課題 A —
貯蓄と金利についての文章のうち、「今の時代を生き抜くためにも、コツコツ貯める力をつけていくことは大切です。」から「運用を行うのも良いでしょう。」までの部分を一字一句違えずに書き写してください。
課題 B —
貯蓄と金利についての文章と次の記述が合っているかを、それぞれ「はい」か「いいえ」で判定してください。判断の決め手となる箇所を文章からそのまま引用して添えてください。(i) 1990年7月の普通預金金利は1.63%だった。(ii) 2019年のひと月の貯蓄平均額は約48万円だった。(iii) ここ最近は貯蓄率が減る傾向にある。
課題 C —
貯蓄と資産運用についての文章を、最後に示された文の後から書き進めてください。

提示テキスト —
それに対して、日本銀行が公表している1990年7月の普通預金金利をみると、当時の金利はなんと1.63%もあったことが分かります!100万円預けていれば1年間で1万6,300円(税引き前)も増えたのです。
昔は銀行貯金があれば、何もしなくても資産が増えた時代でした。しかし、今の金利は30年前と比べると1630分の1。100年待っても、ほとんど資産は増えません。
▼銀行金利の記事はこちらもチェック!
給与口座に預けっぱなしは損!知っておきたい銀行金利
https://maneomaneko.tsite.jp/article/672/index.html
え~!30年前と比べて1630分の1!これじゃ銀行に貯金を預けていても全然増えないじゃん!
そうだニャ、タンス預金と変わらないニャ…。
改めて、30年前と現在の状況を比較してみましょう。
このように、今の若者は親世代に比べて給与や退職金などの収入がダウン傾向であることに加えて、社会保険料や税金、物価は上がっています。手取り収入が減っているなかで、さらに長い老後に備えてしっかり貯蓄もしていかなくてはいけないのです。
これでは仮に年収が親と同じだったとしても、「自由に使えるお金がない!」と感じる可能性は高いでしょう。
お金に不安な将来、どう備えればいい?
これから給料が飛躍的に上がることを期待したいものですが、新型コロナウイルスによる景気悪化も心配されているなか、楽観視することはできません。それでは、私たちが今すぐできることとはなんでしょうか。
不安を解消するために誰にでもできる方法としては「貯蓄」があげられます。
次のグラフは、総務省の家計調査の結果から、直近20年間の貯蓄の金額や貯蓄率(収入に対する貯蓄の割合)をまとめたものです。
資料:総務省「家計調査(2010年~2019年)」をもとに作成
将来を不安視している人が多いのでしょうか。ここ最近は貯蓄率が増えている傾向にあります。
例えば、2019年のひと月の貯蓄平均額は約15万円です。手取り収入(平均額)約48万円のうち3割にあたる金額を貯蓄に回している計算になります。
毎月15万円貯めることができれば1年間では180万円です。10年間続けることができれば、1,800万円もの大金になりますね。
今の時代を生き抜くためにも、コツコツ貯める力をつけていくことは大切です。
ただ、そうはいっても、子育て中の家庭では教育費やマイホーム、老後のための備えなど…これから必要なお金を考えると貯金だけで足りるのか不安ですよね。
そこで、貯めたお金は銀行預金に預けるだけではなく、お金を増やすことを目指して資産運用を行うのも良いでしょう。
例えば、毎月2万円積み立て投資を行って年率3%で20年間運用できた場合、どのくらいのお金になるか想像できますか?
SBI証券の「積立シミュレーション(https://go.sbisec.co.jp/prd/common/tsumitate_simulation.html?status=total&term=20&monthly=3&rate=2)」で試算すると以下のようになります。
※当該数値はあくまでもシミュレーションであり、将来の成果を約束するものではありません。

データ抜粋 —
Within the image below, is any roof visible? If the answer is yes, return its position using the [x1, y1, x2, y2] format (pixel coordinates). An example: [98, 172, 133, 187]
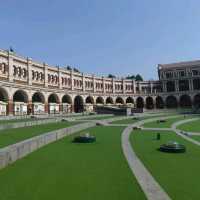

課題の解答 A —
今の時代を生き抜くためにも、コツコツ貯める力をつけていくことは大切です。
ただ、そうはいっても、子育て中の家庭では教育費やマイホーム、老後のための備えなど…これから必要なお金を考えると貯金だけで足りるのか不安ですよね。
そこで、貯めたお金は銀行預金に預けるだけではなく、お金を増やすことを目指して資産運用を行うのも良いでしょう。

課題の解答 B —
(i) はい。「当時の金利はなんと1.63%もあったことが分かります!」
(ii) いいえ。「2019年のひと月の貯蓄平均額は約15万円です。」
(iii) いいえ。「ここ最近は貯蓄率が増えている傾向にあります。」

課題の解答 C —
※想定利回りは1ヵ月に1回再投資した複利計算の場合です。
※手数料、税金等は考慮していません。
つまり、投資に回した金額は480万円ですが、運用利益が約175万円になるため、総額だと約655万円になるのです!
でも投資って元々持っていたお金より減るリスクもあるんでしょう?なんか損しそうで怖いわ…。
もちろん投資は確実に右肩上がりに儲かるというわけではないニャ。ただ、さまざまな商品に分散して投資をしたり、長い期間をかけて運用したりすることでリスクを下げることもできるニャ。老後に必要なお金を増やすためには、有効な手段だニャン!
仕事を頑張ったり貯金したりするのはもちろんだけど、投資のこともこれから勉強していかなきゃね。
30年前より生活は信じられないくらい便利になったと思ったけど、今の若い人たちは大変なこともたくさんあるんだなぁ。
本当ね!2人ともマネキンちゃんの教えてくれたことをちゃんと聞くのよ!それからマネ娘は服や化粧品を買い過ぎちゃだめよ!それに料理もちゃんと自炊して…(小言続く)
んも~!わかってるよ、ママ!子ども扱いして~!
マネキン:ふふふ。親っていうのはいつまでも子どものことが心配なものだニャ!
(参考リンク)
国税庁「民間給与実態統計調査」
https://www.nta.go.jp/publication/statistics/kokuzeicho/minkan/top.htm
総務省「消費者物価指数」
https://www.stat.go.jp/data/cpi/index.html
日本年金機構ホームページ
https://www.nenkin.go.jp/index.html
全国健康保険協会(協会けんぽ)ホームページ
https://www.kyoukaikenpo.or.jp/
厚生労働省「就労条件総合調査・賃金労働時間制度等総合調査」
https://www.mhlw.go.jp/toukei/list/11-23.html
厚生労働省「2018年簡易生命表」
https://www.mhlw.go.jp/toukei/saikin/hw/life/life18/index.html
日本銀行「銀行預金金利」
https://www.boj.or.jp/statistics/outline/note/notest2.htm/#cdab0729
総務省「家計調査」
https://www.stat.go.jp/data/kakei/index.html
SBI証券「積立シミュレーション」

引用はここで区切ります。